- _Problem description_:
Go through the entries below and copy every line that holds the word "white".

- _Available data_:
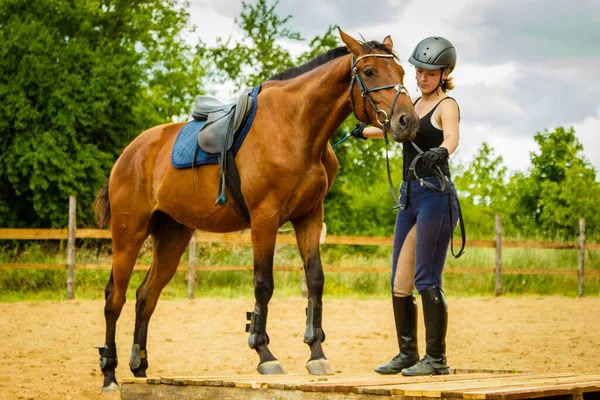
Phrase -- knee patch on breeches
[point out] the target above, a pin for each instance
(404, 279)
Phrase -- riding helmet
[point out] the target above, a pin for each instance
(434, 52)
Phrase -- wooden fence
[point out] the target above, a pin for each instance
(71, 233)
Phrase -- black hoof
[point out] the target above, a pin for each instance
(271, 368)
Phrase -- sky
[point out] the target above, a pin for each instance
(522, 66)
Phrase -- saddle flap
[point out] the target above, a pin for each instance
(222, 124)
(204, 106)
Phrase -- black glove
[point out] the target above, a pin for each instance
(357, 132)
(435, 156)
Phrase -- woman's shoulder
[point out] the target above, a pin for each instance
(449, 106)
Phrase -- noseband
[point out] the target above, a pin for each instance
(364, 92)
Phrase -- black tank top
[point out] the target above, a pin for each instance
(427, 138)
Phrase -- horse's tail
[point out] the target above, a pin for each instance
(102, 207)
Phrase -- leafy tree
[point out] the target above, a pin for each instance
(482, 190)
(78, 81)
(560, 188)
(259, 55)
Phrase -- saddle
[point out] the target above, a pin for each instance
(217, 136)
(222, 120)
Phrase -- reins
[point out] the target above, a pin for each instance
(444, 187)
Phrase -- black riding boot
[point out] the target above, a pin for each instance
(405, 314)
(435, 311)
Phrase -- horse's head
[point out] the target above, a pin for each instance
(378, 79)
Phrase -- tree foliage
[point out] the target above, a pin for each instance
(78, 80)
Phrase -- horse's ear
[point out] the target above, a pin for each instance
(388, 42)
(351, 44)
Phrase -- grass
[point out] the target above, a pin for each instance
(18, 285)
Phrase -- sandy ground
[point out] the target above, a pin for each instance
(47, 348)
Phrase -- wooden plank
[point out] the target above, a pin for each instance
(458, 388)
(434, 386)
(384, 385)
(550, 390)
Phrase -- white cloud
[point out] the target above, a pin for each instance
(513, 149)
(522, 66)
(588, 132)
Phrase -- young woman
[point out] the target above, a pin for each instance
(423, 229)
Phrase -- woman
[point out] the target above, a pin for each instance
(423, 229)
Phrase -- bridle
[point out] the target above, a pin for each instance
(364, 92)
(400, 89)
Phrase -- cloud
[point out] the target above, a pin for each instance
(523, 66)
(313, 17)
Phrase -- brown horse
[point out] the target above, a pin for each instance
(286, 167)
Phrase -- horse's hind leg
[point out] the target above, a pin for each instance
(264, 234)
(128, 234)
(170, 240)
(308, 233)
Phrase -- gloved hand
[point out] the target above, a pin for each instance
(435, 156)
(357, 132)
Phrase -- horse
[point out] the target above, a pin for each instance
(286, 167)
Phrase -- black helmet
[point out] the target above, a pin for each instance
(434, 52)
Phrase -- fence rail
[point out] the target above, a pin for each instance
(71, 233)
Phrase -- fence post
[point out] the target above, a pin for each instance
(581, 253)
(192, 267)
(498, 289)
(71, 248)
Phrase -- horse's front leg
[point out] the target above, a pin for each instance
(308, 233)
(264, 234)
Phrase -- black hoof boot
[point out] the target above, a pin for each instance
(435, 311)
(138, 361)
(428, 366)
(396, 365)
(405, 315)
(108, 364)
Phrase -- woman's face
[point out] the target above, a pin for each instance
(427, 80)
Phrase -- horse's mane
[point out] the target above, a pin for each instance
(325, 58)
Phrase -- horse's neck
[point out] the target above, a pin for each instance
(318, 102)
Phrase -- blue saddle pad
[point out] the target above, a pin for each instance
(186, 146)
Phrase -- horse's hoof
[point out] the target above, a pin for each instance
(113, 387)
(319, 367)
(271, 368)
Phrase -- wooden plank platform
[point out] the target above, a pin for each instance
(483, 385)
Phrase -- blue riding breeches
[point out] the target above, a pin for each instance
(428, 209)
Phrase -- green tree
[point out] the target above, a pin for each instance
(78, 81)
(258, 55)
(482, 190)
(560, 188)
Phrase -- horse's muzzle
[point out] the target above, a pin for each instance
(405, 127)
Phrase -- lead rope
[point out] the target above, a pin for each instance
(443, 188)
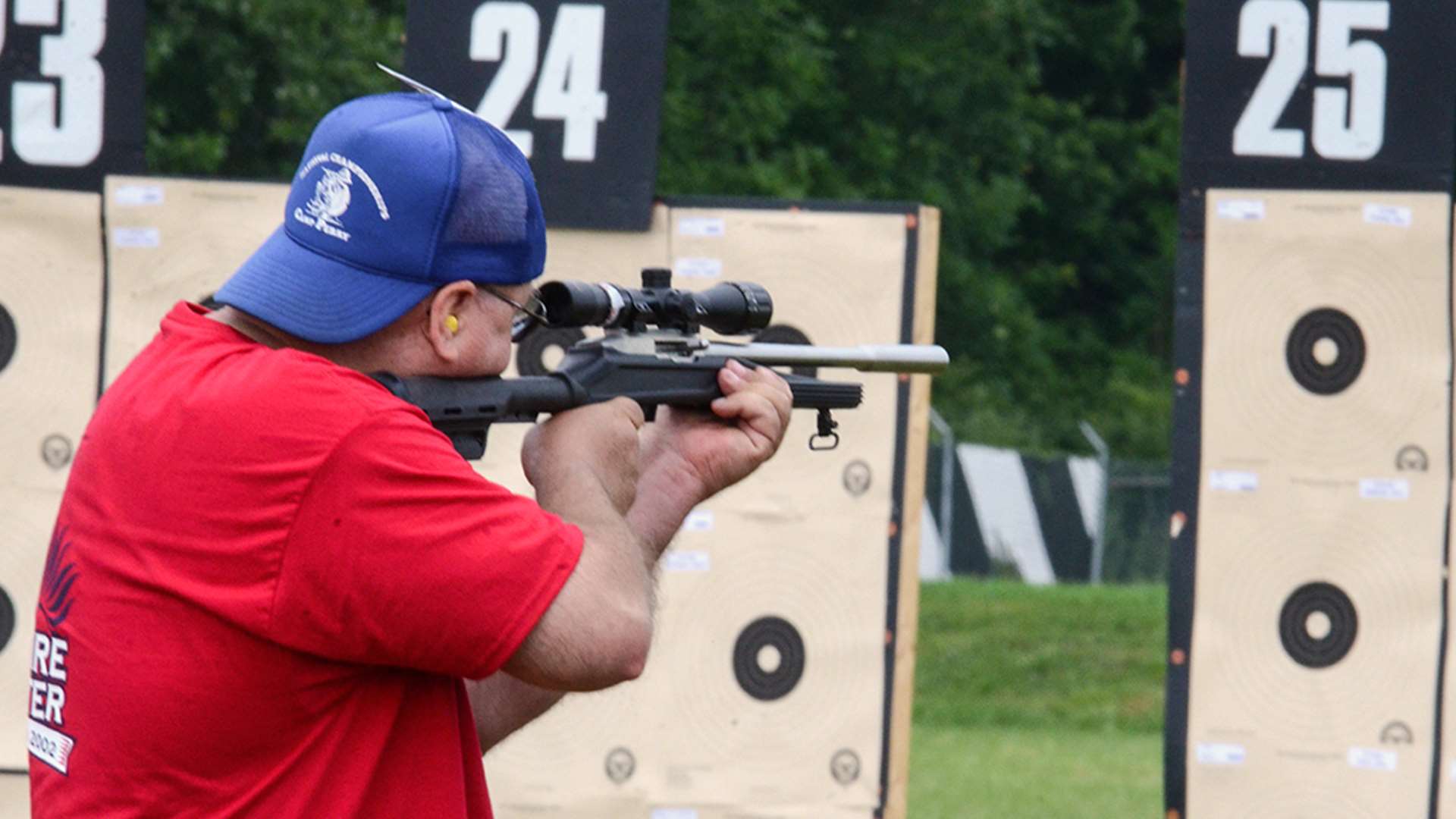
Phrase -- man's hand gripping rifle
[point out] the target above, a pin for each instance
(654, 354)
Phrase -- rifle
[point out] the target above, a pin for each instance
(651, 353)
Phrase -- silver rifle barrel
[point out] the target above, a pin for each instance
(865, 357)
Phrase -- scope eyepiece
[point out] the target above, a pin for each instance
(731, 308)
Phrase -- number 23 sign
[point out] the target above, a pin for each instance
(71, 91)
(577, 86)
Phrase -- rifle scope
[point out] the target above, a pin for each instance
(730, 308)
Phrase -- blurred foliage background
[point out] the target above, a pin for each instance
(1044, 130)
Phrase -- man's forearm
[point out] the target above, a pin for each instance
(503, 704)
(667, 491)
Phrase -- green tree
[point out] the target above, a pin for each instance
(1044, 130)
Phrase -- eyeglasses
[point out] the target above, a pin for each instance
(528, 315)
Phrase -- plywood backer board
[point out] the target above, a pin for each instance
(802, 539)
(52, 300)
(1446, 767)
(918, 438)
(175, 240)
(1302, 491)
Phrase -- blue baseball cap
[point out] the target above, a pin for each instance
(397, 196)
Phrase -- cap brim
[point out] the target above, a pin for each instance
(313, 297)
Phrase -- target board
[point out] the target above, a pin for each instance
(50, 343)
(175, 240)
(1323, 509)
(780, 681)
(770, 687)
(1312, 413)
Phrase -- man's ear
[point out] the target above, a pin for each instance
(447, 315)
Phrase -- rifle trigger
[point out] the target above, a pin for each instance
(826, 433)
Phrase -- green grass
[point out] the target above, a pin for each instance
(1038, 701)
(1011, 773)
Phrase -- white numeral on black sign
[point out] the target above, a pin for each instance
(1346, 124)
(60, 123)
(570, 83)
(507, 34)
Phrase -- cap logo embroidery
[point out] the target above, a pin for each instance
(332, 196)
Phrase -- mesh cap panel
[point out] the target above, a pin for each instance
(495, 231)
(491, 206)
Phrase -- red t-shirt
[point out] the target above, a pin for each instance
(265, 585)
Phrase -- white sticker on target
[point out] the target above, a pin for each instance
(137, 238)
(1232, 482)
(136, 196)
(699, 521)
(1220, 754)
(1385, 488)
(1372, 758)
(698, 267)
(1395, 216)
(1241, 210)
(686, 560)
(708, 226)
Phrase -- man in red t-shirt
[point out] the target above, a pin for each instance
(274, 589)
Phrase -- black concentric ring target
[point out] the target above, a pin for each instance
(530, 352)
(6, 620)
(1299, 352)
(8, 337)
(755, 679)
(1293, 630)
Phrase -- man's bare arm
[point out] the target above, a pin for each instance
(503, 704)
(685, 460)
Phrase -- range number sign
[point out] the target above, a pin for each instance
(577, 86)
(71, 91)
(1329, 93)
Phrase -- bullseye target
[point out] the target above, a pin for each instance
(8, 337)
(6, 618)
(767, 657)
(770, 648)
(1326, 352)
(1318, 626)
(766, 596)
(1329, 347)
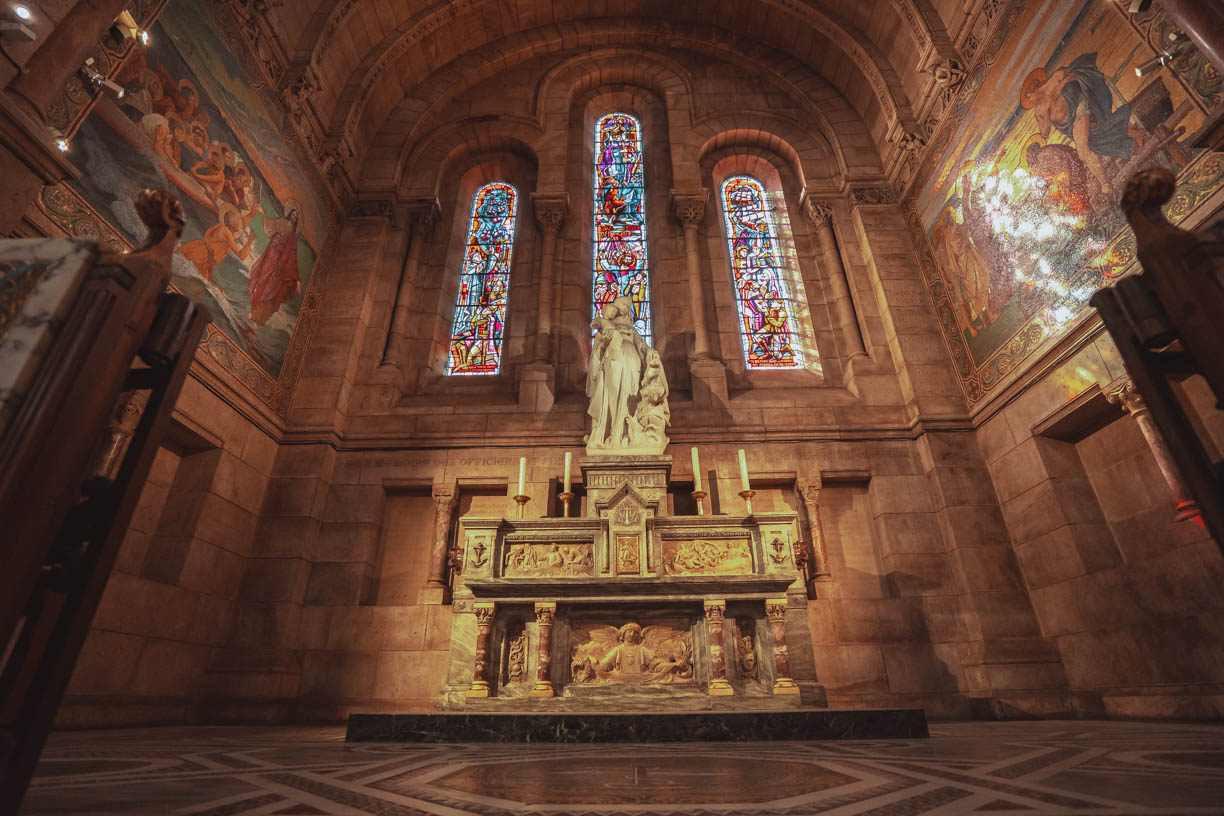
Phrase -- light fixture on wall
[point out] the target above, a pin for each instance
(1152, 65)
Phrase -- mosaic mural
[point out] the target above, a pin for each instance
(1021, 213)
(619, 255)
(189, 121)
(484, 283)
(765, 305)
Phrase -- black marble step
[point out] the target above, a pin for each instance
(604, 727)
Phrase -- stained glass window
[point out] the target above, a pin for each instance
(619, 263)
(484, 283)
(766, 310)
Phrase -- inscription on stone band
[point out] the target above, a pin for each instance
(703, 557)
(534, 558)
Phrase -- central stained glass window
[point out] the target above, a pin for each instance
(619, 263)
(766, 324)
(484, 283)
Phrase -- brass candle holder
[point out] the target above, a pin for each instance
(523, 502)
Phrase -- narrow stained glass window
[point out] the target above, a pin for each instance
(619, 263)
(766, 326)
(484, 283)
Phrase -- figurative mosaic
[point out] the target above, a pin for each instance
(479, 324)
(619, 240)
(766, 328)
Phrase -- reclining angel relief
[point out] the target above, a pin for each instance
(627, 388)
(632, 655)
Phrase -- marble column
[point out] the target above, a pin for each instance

- _Exercise result_:
Phrase -- white cloud
Phrase -- white numeral on black sign
Phrase -- white sticker on target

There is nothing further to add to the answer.